* [THE PROBLEM] Turn the items below into a numbered list, leaving out any blank lines.

(Excerpts from a dataset on pointing at objects)
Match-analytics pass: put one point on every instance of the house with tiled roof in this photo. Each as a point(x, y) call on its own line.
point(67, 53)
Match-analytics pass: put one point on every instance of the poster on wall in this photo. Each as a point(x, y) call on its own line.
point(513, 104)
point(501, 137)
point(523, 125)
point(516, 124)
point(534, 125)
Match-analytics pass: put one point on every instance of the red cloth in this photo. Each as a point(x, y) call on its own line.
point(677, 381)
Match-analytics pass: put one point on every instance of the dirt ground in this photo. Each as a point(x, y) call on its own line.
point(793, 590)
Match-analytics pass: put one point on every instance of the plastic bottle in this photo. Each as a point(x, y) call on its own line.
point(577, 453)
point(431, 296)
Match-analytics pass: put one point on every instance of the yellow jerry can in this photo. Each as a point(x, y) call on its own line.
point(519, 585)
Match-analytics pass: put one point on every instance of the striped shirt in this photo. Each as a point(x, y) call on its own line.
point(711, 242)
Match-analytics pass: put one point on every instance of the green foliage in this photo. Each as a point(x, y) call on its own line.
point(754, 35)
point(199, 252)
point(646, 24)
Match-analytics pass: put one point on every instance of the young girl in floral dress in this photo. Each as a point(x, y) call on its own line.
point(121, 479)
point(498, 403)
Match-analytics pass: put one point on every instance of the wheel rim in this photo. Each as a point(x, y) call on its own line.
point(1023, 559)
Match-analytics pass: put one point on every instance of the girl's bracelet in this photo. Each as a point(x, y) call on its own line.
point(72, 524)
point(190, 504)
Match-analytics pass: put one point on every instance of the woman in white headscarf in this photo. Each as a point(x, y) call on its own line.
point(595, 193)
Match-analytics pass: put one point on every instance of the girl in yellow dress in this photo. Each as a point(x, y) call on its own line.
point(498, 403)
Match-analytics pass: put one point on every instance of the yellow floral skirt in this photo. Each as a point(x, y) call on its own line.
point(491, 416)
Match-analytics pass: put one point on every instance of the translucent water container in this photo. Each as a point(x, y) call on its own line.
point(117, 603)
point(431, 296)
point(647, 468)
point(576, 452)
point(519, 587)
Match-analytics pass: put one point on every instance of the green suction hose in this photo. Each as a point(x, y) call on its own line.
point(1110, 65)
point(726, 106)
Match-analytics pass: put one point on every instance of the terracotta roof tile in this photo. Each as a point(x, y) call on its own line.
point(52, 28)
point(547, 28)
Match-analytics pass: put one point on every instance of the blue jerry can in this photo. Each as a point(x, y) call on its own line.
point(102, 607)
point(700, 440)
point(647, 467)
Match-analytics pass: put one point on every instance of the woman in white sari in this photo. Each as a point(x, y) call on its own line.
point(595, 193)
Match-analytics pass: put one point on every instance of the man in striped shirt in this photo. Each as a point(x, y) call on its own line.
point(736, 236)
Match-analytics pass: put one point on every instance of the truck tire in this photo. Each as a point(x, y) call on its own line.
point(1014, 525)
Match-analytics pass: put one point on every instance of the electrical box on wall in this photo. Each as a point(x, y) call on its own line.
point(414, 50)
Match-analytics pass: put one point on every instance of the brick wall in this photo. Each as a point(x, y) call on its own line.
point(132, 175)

* [ANSWER TO THE EXERCISE]
1. Match-analytics pass: put one point on every instance of the house with tiled roof in this photo. Each as a point(x, y) call on its own line.
2. point(67, 53)
3. Match-analytics pass: put one point on every instance of the poster on wall in this photo. Each as a point(x, y) call on its own line.
4. point(513, 104)
5. point(501, 137)
6. point(523, 125)
7. point(516, 124)
8. point(534, 125)
9. Match-analytics pass: put one point on every instance of the red cloth in this photo. Each as a point(x, y) call on its own line.
10. point(677, 381)
11. Match-analytics pass: put one point on every instance of the dirt ground in this photo. Each as a point(x, y) call on its own line.
12. point(793, 590)
13. Match-analytics pass: put one point on every instance of the plastic bottle in this photo. Each as a point(x, y) call on its own line.
14. point(577, 453)
15. point(431, 296)
16. Match-analytics pass: put one point on every instance of the yellow jerry can in this photo. Each as a point(x, y) call on its own line.
17. point(519, 585)
18. Match-analytics pass: put one point on every instance of the striped shirt in this photo. Each as a point(x, y) call on its own line.
19. point(711, 242)
20. Match-analytics pass: put one point on every instance of the green foliage in this photo. Each as a point(x, y) call on its own line.
21. point(754, 35)
22. point(199, 252)
23. point(646, 24)
24. Match-analytics pass: put one point on every instance of the young girl in floral dress in this photo. Each as a point(x, y) call on its own line.
25. point(121, 479)
26. point(498, 403)
27. Match-analytics pass: put one point on every instance of the wheel rim in this photo. Each as a point(x, y) call on its own line.
28. point(1023, 559)
29. Match-analytics pass: put one point on every instance of the girl's bracelet in this photo. Each as a point(x, y) call on its own line.
30. point(72, 524)
31. point(190, 504)
32. Match-analytics pass: put one point on every instance of the woman in white headscarf in this photo. Each as a point(x, y) call on its own line.
33. point(595, 193)
34. Match-analytics pass: put one point on every instance of the girl in yellow dress in this photo. Each as a point(x, y) call on its own line.
35. point(498, 403)
36. Match-analytics pass: put one point on every instance of the yellow floral skirt in this photo. Each as a point(x, y) call on its own line.
37. point(491, 416)
38. Match-analytics pass: put one point on every instance of the translucent water container in this photo. Each as a point(x, y) call on its own line.
39. point(117, 603)
40. point(431, 296)
41. point(647, 468)
42. point(576, 452)
43. point(519, 587)
44. Match-analytics pass: put one point on every instance of the green suction hose in this photo. Each as a point(x, y) call on its own line.
45. point(1110, 65)
46. point(726, 106)
47. Match-analytics pass: put one point on every instance of the terracotta roof tile in this photo. Each as a point(x, y) call on its own line.
48. point(52, 28)
49. point(547, 28)
50. Match-analytics pass: put one point on every instance of the blue jerry can in this photo. Each as a point(x, y) call on its own line.
51. point(102, 607)
52. point(700, 440)
53. point(647, 467)
54. Match-analytics pass: put one point on every instance of the woman in white sari in this photo. Each as a point(x, y) call on its own line.
55. point(595, 193)
56. Match-analytics pass: put one point on every instance of the man in striped shirt in this photo. Each as a point(x, y) call on its own line.
57. point(736, 236)
58. Match-analytics pass: put one point on every instance of the truck tire in this photo. Each as a point(x, y) call on its own line.
59. point(1014, 525)
60. Match-analytics pass: put one point on every instance of the electrical box on wall in this photo. Each as a point(x, y) call on its own line.
61. point(414, 50)
62. Match-analytics pass: put one point on every instance of the brick wall in this photo. Each as a point(x, y) call on its own line.
63. point(132, 175)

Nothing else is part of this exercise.